■ **分析用テキスト**
2015-06-02 22:33:10 | デイサービス池さん

大頭のご馳走。

ますみさんの誕生日。

お嫁さんのれいこさんが、立派な「さわら」を持って来てくれた。

もちろん大ちゃんが腕をふるって、さわらのお刺身で握り寿司をつくり、お寿司食べ放題!

食べやすいようにたたいたり、あぶったりと一手間かけたおご馳走。

主役のますみさんが食べる。

ヒイちゃんが食べる。

あ~とかキャ~とか言いながら、まあちゃんも食べる。

食いしん坊のリンちゃんも、もちろん食べる。

立派な真子は煮付けに。

肝も煮付けに。

アラでだしをとったお吸い物は、やっぱり美味しい。

ヒイちゃんのお寿司は、大ちゃんが細かく叩き一口大に握ってある。お吸い物にはトロミをつけて。

トロトロとしたさわらのお吸い物に、真子の煮付けにもトロミをつけて。

ただのトロミ食なんかじゃない。

ただ食べやすくしているだけじゃない。

頂いた食材を、皆で一緒に食べるためのトロミ。

さわらのトロミ風味。さわらの真子のトロミ味。

■ **データ抜粋**
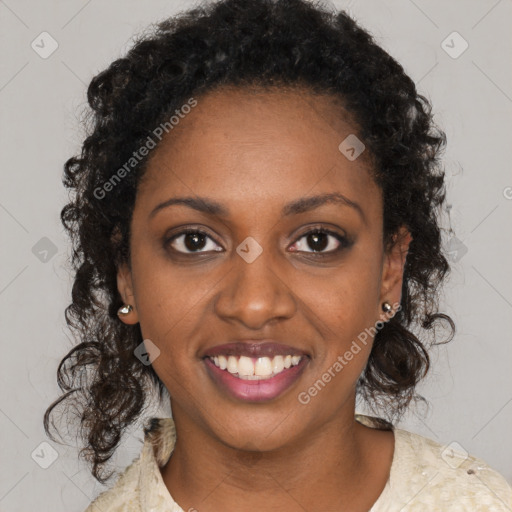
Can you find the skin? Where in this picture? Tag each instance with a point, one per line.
==
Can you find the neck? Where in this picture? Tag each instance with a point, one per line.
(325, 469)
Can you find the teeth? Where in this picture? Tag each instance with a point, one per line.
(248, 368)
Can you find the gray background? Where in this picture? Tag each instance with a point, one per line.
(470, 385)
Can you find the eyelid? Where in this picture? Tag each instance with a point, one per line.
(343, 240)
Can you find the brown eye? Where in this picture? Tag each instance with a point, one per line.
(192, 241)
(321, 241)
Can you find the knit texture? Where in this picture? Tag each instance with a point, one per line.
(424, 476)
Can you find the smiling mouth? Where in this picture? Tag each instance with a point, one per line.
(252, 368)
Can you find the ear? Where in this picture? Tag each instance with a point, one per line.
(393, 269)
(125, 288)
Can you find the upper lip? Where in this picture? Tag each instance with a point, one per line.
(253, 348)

■ **課題一覧**
1/ さわらの記事のうち、「2015-06-02 22:33:10 | デイサービス池さん」から「主役のますみさんが食べる。」に至るまでの部分を書き写してください。
2/ さわらの記事の内容を2文で要約してください。
3/ さわらの記事において「食べる」と書かれている人物をすべて挙げてください。

■ **解答一覧**
1/
2015-06-02 22:33:10 | デイサービス池さん

大頭のご馳走。

ますみさんの誕生日。

お嫁さんのれいこさんが、立派な「さわら」を持って来てくれた。

もちろん大ちゃんが腕をふるって、さわらのお刺身で握り寿司をつくり、お寿司食べ放題!

食べやすいようにたたいたり、あぶったりと一手間かけたおご馳走。

主役のますみさんが食べる。

2/ ますみさんの誕生日に、お嫁さんのれいこさんが持って来たさわらで大ちゃんが握り寿司をつくり、真子と肝は煮付けに、アラはだしをとってお吸い物にされた。ヒイちゃんの寿司は細かく叩いて一口大に握られ、お吸い物や真子の煮付けにはトロミがつけられたが、それは頂いた食材を皆で一緒に食べるためのトロミである。

3/ ますみさん、ヒイちゃん、まあちゃん、リンちゃん